Assignment —
In the listing below, how many lines hold the string "light"? Reply with the number and nothing else.

Input data —
-- Opening Marker --

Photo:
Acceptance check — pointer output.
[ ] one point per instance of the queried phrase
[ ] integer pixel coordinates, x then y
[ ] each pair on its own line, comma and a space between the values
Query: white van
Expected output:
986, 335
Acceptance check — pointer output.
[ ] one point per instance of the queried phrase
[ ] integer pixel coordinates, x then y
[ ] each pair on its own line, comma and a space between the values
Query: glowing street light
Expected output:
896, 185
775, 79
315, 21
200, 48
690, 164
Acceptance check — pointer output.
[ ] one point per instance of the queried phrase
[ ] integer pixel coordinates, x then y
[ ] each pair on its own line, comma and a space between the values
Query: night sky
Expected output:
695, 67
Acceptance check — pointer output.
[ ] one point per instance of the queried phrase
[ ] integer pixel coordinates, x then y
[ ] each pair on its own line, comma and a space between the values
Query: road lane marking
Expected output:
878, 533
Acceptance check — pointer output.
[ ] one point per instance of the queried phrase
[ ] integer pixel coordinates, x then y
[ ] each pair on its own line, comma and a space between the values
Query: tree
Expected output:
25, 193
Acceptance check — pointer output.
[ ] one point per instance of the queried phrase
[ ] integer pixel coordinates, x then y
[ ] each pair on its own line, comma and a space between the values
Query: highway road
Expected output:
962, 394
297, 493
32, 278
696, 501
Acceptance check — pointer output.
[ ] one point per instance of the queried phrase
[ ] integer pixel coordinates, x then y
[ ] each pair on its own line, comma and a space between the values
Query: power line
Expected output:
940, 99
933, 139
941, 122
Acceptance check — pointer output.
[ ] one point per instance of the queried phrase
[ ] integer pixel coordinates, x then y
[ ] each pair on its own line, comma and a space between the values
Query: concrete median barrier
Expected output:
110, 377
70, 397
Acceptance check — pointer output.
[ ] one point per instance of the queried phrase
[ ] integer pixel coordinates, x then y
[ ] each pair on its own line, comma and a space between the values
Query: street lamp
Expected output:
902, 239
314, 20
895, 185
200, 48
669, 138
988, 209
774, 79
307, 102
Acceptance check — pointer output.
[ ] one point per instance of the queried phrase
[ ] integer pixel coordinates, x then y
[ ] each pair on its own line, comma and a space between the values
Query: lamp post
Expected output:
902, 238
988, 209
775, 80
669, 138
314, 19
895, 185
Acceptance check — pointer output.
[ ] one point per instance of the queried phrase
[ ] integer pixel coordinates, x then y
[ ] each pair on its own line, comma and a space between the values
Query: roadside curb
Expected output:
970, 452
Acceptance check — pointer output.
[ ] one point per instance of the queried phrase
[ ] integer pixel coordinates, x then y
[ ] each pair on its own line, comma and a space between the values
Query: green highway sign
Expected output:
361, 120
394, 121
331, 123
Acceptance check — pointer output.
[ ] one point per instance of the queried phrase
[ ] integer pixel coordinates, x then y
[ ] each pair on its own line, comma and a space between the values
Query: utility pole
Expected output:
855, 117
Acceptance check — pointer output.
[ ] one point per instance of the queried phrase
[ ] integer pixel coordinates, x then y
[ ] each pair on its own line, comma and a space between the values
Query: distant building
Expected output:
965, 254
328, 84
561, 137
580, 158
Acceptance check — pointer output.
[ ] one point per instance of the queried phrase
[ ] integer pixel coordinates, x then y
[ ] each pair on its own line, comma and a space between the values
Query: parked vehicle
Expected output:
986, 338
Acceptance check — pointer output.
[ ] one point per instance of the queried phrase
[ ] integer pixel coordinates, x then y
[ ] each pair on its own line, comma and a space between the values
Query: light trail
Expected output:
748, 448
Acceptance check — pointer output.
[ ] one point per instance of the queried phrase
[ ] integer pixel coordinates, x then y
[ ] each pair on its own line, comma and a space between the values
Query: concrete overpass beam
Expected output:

-- Closing Marker --

Your response —
2